Count how many lines in the records below contain the word "person". Reply with that number alone.

* start SUPPLIED MATERIAL *

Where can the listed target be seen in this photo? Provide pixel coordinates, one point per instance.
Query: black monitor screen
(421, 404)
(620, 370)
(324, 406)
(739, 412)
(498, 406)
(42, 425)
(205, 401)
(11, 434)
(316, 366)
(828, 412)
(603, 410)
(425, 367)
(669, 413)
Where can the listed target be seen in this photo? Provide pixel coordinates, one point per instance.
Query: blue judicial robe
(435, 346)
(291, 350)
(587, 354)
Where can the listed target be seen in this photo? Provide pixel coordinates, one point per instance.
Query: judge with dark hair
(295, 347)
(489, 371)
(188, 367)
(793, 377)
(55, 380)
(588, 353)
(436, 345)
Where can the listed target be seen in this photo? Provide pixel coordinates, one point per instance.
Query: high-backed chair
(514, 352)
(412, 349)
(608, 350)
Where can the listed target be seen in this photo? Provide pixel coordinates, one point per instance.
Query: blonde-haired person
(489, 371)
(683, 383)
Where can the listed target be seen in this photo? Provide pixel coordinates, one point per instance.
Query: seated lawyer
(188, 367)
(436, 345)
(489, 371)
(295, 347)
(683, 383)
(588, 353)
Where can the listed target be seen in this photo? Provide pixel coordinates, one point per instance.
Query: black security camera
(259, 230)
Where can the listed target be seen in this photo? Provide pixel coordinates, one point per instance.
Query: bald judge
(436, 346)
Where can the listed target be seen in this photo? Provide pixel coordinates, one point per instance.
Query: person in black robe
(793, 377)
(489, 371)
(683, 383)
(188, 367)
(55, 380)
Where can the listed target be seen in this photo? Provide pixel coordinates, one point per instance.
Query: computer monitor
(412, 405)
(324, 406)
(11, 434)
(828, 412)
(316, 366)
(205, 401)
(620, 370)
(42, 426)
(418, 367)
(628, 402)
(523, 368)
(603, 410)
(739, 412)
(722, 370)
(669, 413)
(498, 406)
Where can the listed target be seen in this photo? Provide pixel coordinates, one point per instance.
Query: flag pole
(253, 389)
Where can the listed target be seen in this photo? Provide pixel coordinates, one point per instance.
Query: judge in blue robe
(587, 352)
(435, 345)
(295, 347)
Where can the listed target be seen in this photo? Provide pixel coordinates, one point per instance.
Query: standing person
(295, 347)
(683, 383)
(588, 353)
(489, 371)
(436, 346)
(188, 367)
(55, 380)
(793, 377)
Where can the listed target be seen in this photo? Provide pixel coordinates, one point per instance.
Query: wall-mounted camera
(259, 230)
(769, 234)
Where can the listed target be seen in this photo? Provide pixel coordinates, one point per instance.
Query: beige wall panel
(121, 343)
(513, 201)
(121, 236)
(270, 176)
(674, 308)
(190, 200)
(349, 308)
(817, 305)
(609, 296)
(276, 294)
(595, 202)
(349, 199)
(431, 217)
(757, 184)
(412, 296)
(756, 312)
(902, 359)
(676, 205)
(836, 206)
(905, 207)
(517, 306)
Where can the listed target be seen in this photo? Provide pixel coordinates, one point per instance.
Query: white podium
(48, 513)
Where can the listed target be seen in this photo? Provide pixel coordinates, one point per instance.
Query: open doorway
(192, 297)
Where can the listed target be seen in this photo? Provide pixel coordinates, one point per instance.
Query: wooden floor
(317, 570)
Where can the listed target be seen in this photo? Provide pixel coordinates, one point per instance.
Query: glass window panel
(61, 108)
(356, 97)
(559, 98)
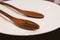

* end SUPPLIED MATERIAL *

■ RESPONSE TO THE EXERCISE ■
3